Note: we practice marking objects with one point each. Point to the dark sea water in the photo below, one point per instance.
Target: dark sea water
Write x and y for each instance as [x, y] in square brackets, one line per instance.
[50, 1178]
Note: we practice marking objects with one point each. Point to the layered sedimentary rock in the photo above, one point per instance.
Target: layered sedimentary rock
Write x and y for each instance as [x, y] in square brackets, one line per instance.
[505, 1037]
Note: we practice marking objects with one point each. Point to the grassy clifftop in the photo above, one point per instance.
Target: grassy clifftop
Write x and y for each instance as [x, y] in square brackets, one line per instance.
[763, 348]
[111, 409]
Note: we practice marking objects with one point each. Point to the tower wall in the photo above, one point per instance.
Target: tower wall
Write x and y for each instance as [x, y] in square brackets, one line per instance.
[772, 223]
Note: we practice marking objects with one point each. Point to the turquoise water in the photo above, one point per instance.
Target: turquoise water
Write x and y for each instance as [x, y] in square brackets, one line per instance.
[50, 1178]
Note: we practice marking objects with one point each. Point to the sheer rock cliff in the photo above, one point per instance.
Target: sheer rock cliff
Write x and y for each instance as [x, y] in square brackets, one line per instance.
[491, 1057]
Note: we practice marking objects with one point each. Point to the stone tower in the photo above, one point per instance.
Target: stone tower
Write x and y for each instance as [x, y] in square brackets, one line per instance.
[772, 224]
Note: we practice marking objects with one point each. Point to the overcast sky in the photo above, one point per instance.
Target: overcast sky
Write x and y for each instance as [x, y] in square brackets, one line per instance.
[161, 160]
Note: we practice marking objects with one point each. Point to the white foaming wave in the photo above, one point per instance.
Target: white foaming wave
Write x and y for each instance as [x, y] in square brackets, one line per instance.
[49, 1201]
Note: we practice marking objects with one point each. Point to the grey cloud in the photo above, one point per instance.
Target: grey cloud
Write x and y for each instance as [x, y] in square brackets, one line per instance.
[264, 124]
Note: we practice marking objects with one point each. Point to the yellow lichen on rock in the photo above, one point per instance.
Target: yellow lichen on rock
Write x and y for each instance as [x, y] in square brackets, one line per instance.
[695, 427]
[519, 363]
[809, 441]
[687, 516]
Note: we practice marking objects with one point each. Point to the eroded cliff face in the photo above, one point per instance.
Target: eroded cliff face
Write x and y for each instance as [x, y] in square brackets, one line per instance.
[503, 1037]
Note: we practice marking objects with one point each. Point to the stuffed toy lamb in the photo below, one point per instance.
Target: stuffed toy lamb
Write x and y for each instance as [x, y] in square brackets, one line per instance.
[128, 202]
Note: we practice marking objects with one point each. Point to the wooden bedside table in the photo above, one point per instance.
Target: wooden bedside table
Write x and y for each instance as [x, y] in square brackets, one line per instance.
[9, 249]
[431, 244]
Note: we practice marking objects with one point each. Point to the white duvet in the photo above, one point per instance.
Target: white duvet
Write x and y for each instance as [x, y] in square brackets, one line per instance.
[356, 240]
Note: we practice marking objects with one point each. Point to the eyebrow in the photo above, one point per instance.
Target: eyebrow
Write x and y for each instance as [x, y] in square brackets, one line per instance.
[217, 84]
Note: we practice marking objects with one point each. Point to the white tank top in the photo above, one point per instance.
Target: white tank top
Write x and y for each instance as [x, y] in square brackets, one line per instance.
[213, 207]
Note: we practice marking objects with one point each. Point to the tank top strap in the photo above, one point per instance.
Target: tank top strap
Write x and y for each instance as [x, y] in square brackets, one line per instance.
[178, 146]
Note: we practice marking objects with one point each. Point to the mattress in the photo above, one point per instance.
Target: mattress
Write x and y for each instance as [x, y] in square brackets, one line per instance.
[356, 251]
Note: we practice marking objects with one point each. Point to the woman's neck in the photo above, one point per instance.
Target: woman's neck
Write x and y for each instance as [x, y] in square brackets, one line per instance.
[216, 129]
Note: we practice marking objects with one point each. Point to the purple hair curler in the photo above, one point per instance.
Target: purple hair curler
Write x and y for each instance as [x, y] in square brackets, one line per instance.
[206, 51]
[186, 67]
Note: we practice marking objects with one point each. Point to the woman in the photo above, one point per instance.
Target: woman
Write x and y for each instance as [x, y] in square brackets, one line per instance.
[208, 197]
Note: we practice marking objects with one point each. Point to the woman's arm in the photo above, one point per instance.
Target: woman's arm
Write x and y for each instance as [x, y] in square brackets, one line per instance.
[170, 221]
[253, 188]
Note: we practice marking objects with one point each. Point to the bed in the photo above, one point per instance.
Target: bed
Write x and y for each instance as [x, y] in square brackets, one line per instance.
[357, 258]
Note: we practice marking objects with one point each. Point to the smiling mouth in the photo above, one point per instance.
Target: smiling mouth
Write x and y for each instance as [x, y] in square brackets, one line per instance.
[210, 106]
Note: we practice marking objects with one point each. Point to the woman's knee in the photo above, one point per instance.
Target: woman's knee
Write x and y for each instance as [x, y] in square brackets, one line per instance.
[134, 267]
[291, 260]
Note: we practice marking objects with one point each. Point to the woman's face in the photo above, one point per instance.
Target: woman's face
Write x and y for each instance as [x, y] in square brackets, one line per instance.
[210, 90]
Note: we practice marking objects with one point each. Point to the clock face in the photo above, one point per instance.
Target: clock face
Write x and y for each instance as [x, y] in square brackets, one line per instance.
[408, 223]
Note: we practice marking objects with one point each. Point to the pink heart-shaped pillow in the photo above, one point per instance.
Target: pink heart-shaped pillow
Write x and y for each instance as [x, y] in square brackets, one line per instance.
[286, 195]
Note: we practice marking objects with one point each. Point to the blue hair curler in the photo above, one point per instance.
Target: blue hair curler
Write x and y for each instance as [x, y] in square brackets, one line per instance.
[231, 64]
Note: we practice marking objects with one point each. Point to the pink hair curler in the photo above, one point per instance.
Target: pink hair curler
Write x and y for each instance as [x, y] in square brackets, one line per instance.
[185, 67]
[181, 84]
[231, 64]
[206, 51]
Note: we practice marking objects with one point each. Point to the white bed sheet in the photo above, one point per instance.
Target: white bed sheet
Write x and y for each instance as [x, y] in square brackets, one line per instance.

· · · · · · ·

Aim of the exercise: Reproduce every line of the records above as a single numbered list, omitting any blank lines.

Output for this exercise:
1. Note: we practice marking objects with one point each. Point to the dark sea water in the photo below, one point per instance.
2. Target: dark sea water
3. Write x and y for each instance as [x, y] in square brackets, one line per instance.
4. [50, 1178]
5. Note: we practice marking objects with one point each. Point to the layered sedimentary rock in the photo above, one point per instance.
6. Target: layered sedimentary rock
7. Write x and y for each instance as [x, y] in square brackets, one line per instance.
8. [505, 1037]
9. Note: we practice marking objects with one point each. Point to the grassy clifftop in the photo above, one point per instance.
10. Target: grassy clifftop
11. Write x and y for each instance as [x, y] in square brackets, one line per instance.
12. [763, 348]
13. [111, 409]
14. Note: we practice marking objects with one point each. Point to the tower wall in the photo above, one point per instance.
15. Target: tower wall
16. Write x and y for each instance as [x, y] in square brackets, one line per instance.
17. [772, 223]
18. Note: we practice marking objects with one point each. Point to the turquoise water in the photo above, one point per instance.
19. Target: turquoise water
20. Write x and y for each instance as [x, y] in square brackets, one line per instance.
21. [50, 1178]
22. Note: we practice marking objects with one point each. Point to the sheer rock cliff in the photo above, one point per instance.
23. Target: sheer rock cliff
24. Write x and y for each instance as [x, y] in square brackets, one line per instance.
25. [491, 1057]
26. Note: we practice marking objects with one point each. Point to the stone tower in the photo above, one point per instance.
27. Target: stone tower
28. Write x and y for each instance as [x, y] in square brackets, one line per instance.
29. [772, 224]
30. Note: we practice marking objects with one point each. Point to the overcast sky in the photo above, one point per instance.
31. Target: overcast sky
32. Write x and y for each instance as [x, y] in square brackets, one line per instance.
33. [161, 160]
34. Note: we practice marking objects with one point each. Point to the white foaming wave in the photo above, one point per instance.
35. Target: white foaming wave
36. Write x and y for each instance as [x, y] in square brackets, one line per instance.
37. [49, 1201]
38. Note: we practice marking objects with one point each. Point to the grey cloud in the photo above, one point per instance.
39. Target: grey cloud
40. Write x and y for each instance as [x, y] in square brackets, one line per instance.
41. [264, 124]
42. Note: we practice marking objects with one point each. Point to the yellow lichen on rock in the photo above, one point per instance.
43. Target: yellow lichen on rock
44. Write x and y for each instance as [x, y] in square brackets, one line per instance.
45. [695, 427]
46. [519, 363]
47. [809, 441]
48. [687, 516]
49. Note: we practice marking objects with one point each. Point to the eroded cliff face in the photo above, one point per instance.
50. Target: eroded cliff face
51. Write x and y for each instance as [x, y] in square brackets, one line per instance.
52. [503, 1037]
53. Note: we practice marking objects with one point each. Point to the stuffed toy lamb in the photo below, one point per instance.
54. Target: stuffed toy lamb
55. Write x and y for each instance as [x, y] in square brackets, one line per instance.
56. [128, 202]
57. Note: we practice marking objects with one point each. Point to the wooden bedside table in the photo above, one point per instance.
58. Target: wooden bedside table
59. Write x and y for each instance as [x, y] in square brackets, one line per instance.
60. [9, 249]
61. [431, 244]
62. Note: we practice marking objects with one point each. Point to the white duvet in the photo above, one point per instance.
63. Target: white duvet
64. Write x and y for each instance as [x, y] in square brackets, one line per instance.
65. [356, 240]
66. Note: we practice marking objects with one point each. Point to the eyebrow in the photo above, one point per instance.
67. Target: eyebrow
68. Write x and y for each instance as [x, y] in square brackets, one line per instance.
69. [217, 84]
70. Note: we practice marking objects with one point each. Point to the white tank top in the photo above, one point per instance.
71. Target: white tank top
72. Write x and y for each instance as [x, y] in square brackets, one line per instance.
73. [213, 207]
74. Note: we practice marking objects with one point each. Point to the tank top strap in the photo above, one point per instance.
75. Target: tank top strap
76. Write x and y for each instance as [x, y] in square brackets, one line per instance.
77. [178, 146]
78. Note: we practice marking objects with one point each. Point to the mattress in the photo above, one point per instance.
79. Target: mattress
80. Write x and y for each instance as [x, y] in square brackets, one line per instance.
81. [356, 251]
82. Note: we practice marking objects with one point each. Point to the woman's neck in the photo above, one point per instance.
83. Target: woman's neck
84. Write x and y for each instance as [x, y] in square brackets, one line per instance.
85. [216, 129]
86. Note: we practice marking objects with one point each. Point to the purple hair curler in the photo above, one point per instance.
87. Target: purple hair curler
88. Write x and y for each instance as [x, y] in square brackets, one line per instance.
89. [206, 51]
90. [186, 67]
91. Note: we practice marking objects with one point each. Point to the woman in the photo above, one point per instance.
92. Target: woman
93. Write x and y for each instance as [x, y] in square brackets, one line per instance.
94. [208, 197]
95. Note: we practice marking objects with one point each. Point to the woman's arm in the photo above, one point per instance.
96. Target: woman's arm
97. Write x and y for each instance as [x, y] in square brackets, one line per instance.
98. [170, 221]
99. [253, 188]
100. Note: we practice marking objects with one point each. Point to the bed in the photo above, one point per instance.
101. Target: bed
102. Write x and y for each instance as [x, y] in square brackets, one line per instance.
103. [357, 258]
104. Note: we practice marking objects with one point each. Point to the smiling mouth in the photo above, one point per instance.
105. Target: smiling mouth
106. Write x and y for each instance as [x, y] in square brackets, one line per instance.
107. [210, 106]
108. Note: we practice marking objects with one point each. Point to the woman's knee in the photo above, one point per instance.
109. Target: woman's knee
110. Write x and y for each instance as [x, y] in square brackets, one line per instance.
111. [134, 267]
112. [291, 260]
113. Note: we practice marking objects with one point each. Point to the woman's face in the photo above, one point per instance.
114. Target: woman's face
115. Write x and y for each instance as [x, y] in square brackets, one line per instance.
116. [210, 90]
117. Note: we practice marking objects with one point each. Point to the clock face in the photo above, one point per instance.
118. Target: clock face
119. Write x and y for each instance as [x, y] in square brackets, one line per instance.
120. [408, 223]
121. Note: we practice marking objects with one point each. Point to the pink heart-shaped pillow in the photo above, one point per instance.
122. Target: pink heart-shaped pillow
123. Write x and y for each instance as [x, y] in square brackets, one line per instance.
124. [286, 195]
125. Note: we practice marking objects with one point each. Point to the blue hair curler in the photo above, one point per instance.
126. Target: blue hair curler
127. Write x and y for each instance as [x, y] in square brackets, one line per instance.
128. [231, 64]
129. Note: we practice marking objects with one point each. Point to the pink hair curler in the photo above, one point per instance.
130. Target: pink hair curler
131. Write x and y for each instance as [x, y] in square brackets, one line per instance.
132. [185, 67]
133. [181, 84]
134. [231, 64]
135. [206, 51]
136. Note: we practice marking objects with one point each. Point to the white bed sheet in the photo above, one point per instance.
137. Target: white bed sheet
138. Write x and y for each instance as [x, y] in square brackets, one line per instance.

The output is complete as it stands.